Hace unos días, repasando algunas de las últimas noticias que este periódico presentaba, conocía, no sin cierto estupor, no sin cierta nostalgia, de la muerte del actor Andrew Koenig, sobre todo al descubrir que encarnaba al entrañable Boner, amigo inseparable del hijo mayor de los Seaver, Mike, en la famosa serie de los años 80 “Los problemas crecen”.
EL ESPEJO AUTOR Lidia Martín Torralba 26 DE MARZO DE 2010 23:00 h

La noticia no sólo era impactante por la juventud del actor (41 años), sino por las trágicas circunstancias en que se producía su desaparición y el fatal desenlace con el que terminaba. Andrew, ya en un estado depresivo desde hacía tiempo, había tomado la determinación de suicidarse y aparecía ahorcado en un árbol de un parque de Vancouver, Canadá. Todo ello a pesar de los repetidos llamamientos por parte de familiares y amigos para que reconsiderara la opción de su vuelta a casa. Pero nada de esto fue efectivo y, el actor, que ya venía dando muestras más que evidentes de que sus despedidas tenían un carácter definitivo y de que aquello era algo que trascendía una simple llamada de atención o un intento de suicidio, decidió acabar de una vez con su vida. Y es que, cuando los problemas crecen, para muchos parece no quedar más salida que la muerte misma.

■ **Datos suministrados**:
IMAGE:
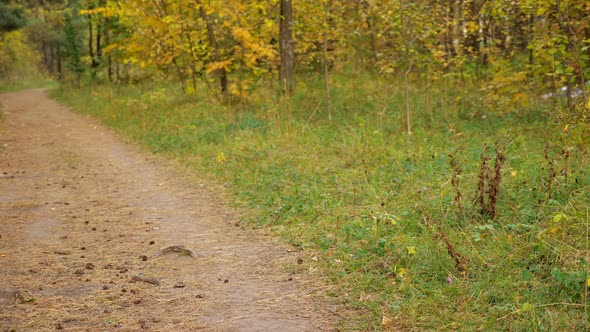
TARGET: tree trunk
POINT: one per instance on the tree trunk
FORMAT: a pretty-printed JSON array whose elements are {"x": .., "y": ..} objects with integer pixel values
[
  {"x": 326, "y": 61},
  {"x": 287, "y": 65},
  {"x": 107, "y": 40}
]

■ **Las tareas**:
**1.** Traduzca al inglés esta oración del texto sobre la muerte de Andrew Koenig: «La noticia no sólo era impactante por la juventud del actor (41 años), sino por las trágicas circunstancias en que se producía su desaparición y el fatal desenlace con el que terminaba».
**2.** Redacte la continuación del texto sobre la muerte de Andrew Koenig a partir de su última oración.
El listado constituye un material independiente del texto sobre la muerte de Andrew Koenig.

■ **Resultados en orden**:
**1.** The news was shocking not only because of the actor's youth (41 years old), but also because of the tragic circumstances in which his death occurred and the fatal outcome with which it ended.

**2.**
Desde que somos niños crecemos y nos desarrollamos en una lucha constante por la supervivencia. De ahí que nos resulten tan impactantes estas cuestiones. Generamos y perfeccionamos mecanismos que nos permiten, desde la cuna, alejarnos de los extraños, sentir miedo ante determinados estímulos y evitar el dolor por encima de cualquier otra cosa. Nada parece más natural que querer seguir viviendo y ningún acto nos resulta más incomprensible que querer morir. De hecho, inquieta y, lo que es más, aterra pensar en lo que supondría una realidad en la que estos mecanismos en aras de la supervivencia dejaran de funcionar.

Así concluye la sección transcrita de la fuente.